## begin DATA SUPPLIED

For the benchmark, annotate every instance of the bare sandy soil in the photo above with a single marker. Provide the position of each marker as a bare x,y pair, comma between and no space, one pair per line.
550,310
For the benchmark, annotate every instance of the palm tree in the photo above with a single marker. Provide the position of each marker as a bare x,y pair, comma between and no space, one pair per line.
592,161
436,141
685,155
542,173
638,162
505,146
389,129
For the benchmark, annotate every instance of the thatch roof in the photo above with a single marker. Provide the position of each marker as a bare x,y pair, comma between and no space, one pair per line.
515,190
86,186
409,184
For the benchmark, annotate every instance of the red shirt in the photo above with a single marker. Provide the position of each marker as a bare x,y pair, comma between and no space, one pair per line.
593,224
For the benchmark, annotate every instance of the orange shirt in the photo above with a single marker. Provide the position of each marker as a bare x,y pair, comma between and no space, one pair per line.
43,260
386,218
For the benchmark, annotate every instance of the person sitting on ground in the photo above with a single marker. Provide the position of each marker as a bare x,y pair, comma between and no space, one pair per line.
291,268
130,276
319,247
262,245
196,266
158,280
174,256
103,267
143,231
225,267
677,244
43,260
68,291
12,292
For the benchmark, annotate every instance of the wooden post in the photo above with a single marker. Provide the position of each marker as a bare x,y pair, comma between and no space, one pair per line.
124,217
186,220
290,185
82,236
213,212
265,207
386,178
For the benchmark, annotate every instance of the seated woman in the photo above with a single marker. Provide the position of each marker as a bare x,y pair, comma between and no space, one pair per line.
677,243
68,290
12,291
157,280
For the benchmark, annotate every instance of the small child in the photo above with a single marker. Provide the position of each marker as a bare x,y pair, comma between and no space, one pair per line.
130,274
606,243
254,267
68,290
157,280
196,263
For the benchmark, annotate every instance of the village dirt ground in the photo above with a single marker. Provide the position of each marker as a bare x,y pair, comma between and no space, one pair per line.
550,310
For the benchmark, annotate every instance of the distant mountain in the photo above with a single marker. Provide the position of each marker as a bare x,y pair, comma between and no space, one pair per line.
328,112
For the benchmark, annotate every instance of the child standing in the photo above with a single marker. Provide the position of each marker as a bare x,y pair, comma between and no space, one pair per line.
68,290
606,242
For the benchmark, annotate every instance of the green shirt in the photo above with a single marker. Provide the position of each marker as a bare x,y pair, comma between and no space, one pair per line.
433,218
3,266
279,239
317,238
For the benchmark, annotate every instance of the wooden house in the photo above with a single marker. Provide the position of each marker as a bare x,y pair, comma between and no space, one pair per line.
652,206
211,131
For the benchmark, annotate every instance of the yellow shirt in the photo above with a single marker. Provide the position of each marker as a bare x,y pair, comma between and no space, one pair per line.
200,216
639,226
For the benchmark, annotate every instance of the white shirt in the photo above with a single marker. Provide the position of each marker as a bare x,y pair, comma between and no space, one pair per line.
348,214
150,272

## end DATA SUPPLIED
## begin DATA SUPPLIED

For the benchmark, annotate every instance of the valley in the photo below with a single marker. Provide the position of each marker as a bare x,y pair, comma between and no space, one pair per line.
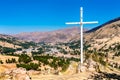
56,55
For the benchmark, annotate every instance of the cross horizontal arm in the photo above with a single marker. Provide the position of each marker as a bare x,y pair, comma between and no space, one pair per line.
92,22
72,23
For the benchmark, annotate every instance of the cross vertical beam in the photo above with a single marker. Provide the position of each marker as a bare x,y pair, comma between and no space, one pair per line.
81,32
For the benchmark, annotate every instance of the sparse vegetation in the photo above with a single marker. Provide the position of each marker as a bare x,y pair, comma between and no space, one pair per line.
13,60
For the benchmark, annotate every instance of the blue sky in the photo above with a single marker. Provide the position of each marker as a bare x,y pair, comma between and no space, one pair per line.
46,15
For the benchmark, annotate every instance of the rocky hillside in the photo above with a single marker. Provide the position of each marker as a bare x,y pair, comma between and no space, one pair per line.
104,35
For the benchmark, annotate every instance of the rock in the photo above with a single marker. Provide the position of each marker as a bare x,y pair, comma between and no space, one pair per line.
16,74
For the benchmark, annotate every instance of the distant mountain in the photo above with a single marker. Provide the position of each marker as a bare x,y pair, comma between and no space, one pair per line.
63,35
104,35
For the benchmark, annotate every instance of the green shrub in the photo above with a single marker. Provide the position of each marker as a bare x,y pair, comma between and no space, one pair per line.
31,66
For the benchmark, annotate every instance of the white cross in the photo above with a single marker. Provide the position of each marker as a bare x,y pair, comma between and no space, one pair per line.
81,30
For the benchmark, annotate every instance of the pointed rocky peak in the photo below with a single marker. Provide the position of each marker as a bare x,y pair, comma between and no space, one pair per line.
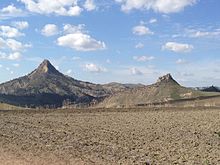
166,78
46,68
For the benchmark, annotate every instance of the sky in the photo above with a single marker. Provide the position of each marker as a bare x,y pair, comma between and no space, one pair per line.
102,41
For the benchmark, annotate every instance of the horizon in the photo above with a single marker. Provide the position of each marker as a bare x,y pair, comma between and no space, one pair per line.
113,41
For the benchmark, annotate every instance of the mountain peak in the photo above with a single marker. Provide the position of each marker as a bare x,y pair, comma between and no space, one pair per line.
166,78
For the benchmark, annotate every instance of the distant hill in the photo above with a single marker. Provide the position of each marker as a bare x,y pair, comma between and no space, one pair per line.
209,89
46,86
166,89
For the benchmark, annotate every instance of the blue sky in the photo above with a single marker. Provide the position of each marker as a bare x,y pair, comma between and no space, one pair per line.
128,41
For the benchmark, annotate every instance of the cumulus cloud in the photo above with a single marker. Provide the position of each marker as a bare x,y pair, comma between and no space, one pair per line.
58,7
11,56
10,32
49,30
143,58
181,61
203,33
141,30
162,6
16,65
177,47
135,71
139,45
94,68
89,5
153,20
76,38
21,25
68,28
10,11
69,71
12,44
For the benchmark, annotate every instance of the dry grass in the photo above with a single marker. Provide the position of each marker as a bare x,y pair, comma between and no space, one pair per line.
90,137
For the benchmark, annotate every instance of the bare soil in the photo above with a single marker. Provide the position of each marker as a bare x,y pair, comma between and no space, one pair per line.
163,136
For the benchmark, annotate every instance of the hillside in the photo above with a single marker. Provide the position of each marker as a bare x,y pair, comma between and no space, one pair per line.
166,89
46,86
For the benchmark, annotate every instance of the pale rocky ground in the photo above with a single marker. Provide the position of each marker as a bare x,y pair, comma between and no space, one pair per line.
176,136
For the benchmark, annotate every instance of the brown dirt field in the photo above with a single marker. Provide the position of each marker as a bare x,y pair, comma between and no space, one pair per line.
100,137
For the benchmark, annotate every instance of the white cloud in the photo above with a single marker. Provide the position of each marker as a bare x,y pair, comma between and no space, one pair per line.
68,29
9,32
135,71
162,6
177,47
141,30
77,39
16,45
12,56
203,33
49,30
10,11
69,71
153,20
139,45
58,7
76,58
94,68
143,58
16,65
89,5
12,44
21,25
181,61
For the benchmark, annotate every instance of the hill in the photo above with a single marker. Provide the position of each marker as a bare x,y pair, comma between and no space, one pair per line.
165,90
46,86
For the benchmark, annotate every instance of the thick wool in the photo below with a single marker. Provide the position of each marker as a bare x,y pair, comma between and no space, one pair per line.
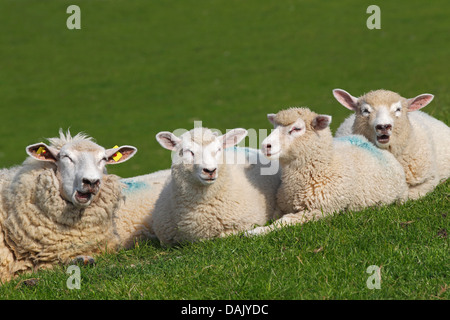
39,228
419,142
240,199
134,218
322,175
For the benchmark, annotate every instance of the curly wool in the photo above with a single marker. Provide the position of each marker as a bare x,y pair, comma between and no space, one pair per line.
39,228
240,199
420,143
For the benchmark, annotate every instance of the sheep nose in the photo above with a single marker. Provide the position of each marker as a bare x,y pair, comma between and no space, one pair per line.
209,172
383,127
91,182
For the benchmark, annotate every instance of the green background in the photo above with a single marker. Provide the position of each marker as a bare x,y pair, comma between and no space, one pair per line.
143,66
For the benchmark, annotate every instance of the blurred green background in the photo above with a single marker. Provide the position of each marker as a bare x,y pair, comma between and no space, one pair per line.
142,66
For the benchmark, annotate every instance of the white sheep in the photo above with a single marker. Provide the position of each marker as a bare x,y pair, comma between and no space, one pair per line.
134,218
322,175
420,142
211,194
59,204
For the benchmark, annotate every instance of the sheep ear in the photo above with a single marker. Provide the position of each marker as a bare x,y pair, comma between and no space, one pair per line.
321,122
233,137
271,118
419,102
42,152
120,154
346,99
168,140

## end DATA SUPPLIED

TO DO: Which lines of the material above contain the word "peak"? Pull out each of them and copy it in full.

RESPONSE TO THIS EXERCISE:
For the benchmark, annotate every instance of the pointed rocky peak in the photo below with a single marker. Provide the position of each marker as a bare x,y pair, comma between and no space, one pair per line.
For the benchmark, annotate every instance of the mountain peak in the photo above with a single marker. Provide the position of each marker as a bare x,y pair, comma between and no space, one pair per line.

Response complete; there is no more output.